** Given passage follows **

Scottish entrepreneur, philanthropist and author (born 1949)

Duncan Walker Bannatyne, (born 2 February 1949) is a Scottish entrepreneur, philanthropist, and author. His business interests include hotels, health clubs, spas, media, TV, and property. He is most famous for his appearance as a business angel on the BBC programme Dragons' Den. He was appointed an OBE for his contribution to charity. He has written seven books.

==Early life==

Bannatyne was born in Dalmuir, west of Glasgow. His father Bill had served in the Argyll and Sutherland Highlanders in World War II, worked on the Burma Railway after being captured by the Japanese following the Fall of Singapore, and then worked in the foundry at the Clydebank Singer plant. As a child, Bannatyne lived in one room with his parents and siblings in a large house shared with six other families.

Bannatyne attended Dalmuir Primary School, where he displayed a talent for arithmetic, and won a place at Clydebank High School after passing the eleven-plus exam. Most pupils owned a bicycle so he resolved to earn the money to buy one for himself. The local newsagent was not interested in employing him so she challenged him to find 100 new customers in return for a paper round. He called her bluff by returning with 100 names, but later reflected that it would have been more entrepreneurial to have sold the list. He only enjoyed PE and woodwork at high school and left at 15 without any qualifications.

** End of Given passage **
** The data follows **

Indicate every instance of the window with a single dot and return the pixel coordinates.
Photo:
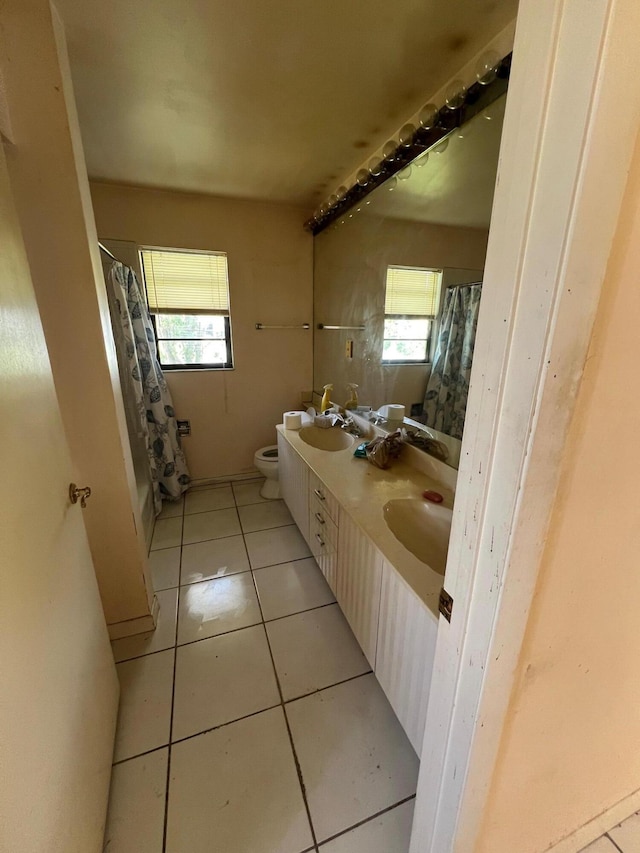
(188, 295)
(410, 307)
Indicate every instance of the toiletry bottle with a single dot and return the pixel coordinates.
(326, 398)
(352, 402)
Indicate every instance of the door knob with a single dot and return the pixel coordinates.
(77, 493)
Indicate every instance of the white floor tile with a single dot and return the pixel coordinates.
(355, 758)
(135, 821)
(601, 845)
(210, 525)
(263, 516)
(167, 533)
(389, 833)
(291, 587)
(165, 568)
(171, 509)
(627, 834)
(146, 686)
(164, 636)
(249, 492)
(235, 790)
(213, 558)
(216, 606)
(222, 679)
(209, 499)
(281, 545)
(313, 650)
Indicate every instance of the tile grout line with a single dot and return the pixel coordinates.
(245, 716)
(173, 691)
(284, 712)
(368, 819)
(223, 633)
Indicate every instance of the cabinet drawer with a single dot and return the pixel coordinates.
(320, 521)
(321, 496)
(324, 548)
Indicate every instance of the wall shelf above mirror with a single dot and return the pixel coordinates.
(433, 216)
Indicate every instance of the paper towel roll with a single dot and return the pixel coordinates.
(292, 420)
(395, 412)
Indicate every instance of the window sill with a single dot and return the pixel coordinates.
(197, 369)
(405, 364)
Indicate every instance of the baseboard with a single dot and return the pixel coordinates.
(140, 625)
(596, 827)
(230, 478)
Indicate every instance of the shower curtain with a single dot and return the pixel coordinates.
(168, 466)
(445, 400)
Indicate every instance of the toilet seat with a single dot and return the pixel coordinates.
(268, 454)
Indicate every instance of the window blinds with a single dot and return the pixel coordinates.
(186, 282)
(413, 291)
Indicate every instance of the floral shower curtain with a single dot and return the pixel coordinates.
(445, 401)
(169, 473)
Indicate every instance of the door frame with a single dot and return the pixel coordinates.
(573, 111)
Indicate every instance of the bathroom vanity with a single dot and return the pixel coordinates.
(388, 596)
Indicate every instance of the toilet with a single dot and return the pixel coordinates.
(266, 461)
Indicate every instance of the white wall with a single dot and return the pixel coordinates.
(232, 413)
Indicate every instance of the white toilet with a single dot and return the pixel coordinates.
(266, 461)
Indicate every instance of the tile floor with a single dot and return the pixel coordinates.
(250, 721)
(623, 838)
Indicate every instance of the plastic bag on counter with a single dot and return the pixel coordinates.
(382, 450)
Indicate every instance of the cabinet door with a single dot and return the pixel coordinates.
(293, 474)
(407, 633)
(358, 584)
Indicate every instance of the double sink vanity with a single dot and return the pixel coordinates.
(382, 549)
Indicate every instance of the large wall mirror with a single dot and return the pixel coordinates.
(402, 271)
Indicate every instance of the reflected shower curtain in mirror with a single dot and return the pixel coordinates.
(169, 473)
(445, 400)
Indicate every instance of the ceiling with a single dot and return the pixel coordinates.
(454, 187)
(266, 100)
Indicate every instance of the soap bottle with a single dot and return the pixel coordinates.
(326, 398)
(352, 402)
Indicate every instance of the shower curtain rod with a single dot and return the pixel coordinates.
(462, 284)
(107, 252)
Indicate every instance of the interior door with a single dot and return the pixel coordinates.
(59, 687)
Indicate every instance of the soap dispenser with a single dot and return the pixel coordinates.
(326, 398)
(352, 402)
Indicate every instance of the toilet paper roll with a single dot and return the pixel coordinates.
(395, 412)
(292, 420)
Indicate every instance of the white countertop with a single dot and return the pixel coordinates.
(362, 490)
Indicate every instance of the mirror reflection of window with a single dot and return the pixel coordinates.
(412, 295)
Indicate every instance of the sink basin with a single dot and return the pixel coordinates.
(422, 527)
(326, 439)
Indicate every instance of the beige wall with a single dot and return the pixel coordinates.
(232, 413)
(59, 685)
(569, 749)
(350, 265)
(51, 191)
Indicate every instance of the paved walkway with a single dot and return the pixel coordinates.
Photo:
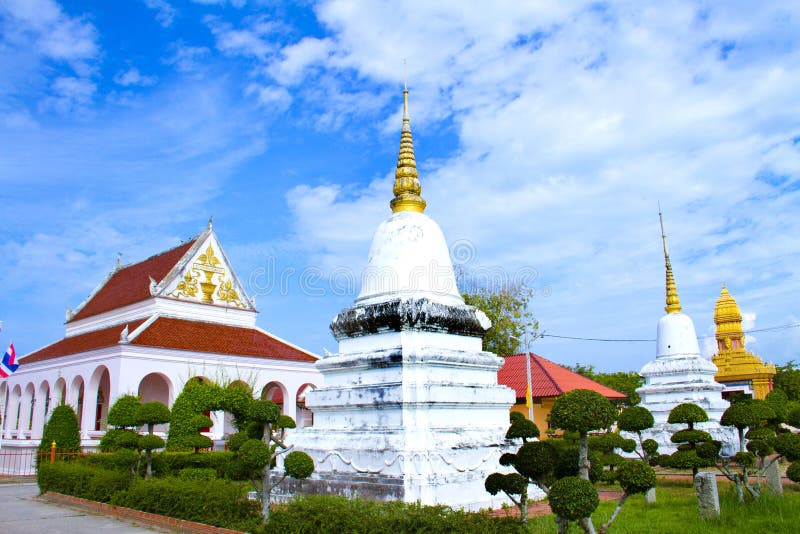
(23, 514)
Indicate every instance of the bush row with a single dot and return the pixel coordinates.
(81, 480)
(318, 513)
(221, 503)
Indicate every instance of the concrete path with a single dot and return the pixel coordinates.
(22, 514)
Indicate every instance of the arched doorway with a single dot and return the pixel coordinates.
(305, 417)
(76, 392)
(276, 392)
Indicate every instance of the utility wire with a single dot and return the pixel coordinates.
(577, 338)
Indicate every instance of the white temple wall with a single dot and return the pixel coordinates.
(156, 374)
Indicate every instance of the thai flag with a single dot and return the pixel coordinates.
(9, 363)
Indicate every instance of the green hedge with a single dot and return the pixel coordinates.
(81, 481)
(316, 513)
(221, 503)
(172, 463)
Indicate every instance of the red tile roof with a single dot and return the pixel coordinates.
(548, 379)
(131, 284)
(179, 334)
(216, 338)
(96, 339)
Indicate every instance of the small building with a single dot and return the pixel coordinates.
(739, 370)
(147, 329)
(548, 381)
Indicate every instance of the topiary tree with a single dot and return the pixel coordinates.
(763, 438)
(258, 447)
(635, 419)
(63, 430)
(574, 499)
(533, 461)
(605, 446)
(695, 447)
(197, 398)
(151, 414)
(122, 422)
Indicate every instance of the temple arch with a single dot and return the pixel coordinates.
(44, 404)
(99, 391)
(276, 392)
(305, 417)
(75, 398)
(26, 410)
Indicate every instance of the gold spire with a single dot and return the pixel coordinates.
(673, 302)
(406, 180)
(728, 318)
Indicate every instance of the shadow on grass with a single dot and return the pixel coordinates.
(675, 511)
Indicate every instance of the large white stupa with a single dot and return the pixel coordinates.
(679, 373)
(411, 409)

** End of The data **

_Parts of the exercise_
**1)** From the Duncan Bannatyne text, list the business interests it gives for him.
**2)** Copy the part of the Duncan Bannatyne text starting with "Bannatyne was born" and going on through "six other families.".

_Solutions below_
**1)** hotels, health clubs, spas, media, TV, property

**2)**
Bannatyne was born in Dalmuir, west of Glasgow. His father Bill had served in the Argyll and Sutherland Highlanders in World War II, worked on the Burma Railway after being captured by the Japanese following the Fall of Singapore, and then worked in the foundry at the Clydebank Singer plant. As a child, Bannatyne lived in one room with his parents and siblings in a large house shared with six other families.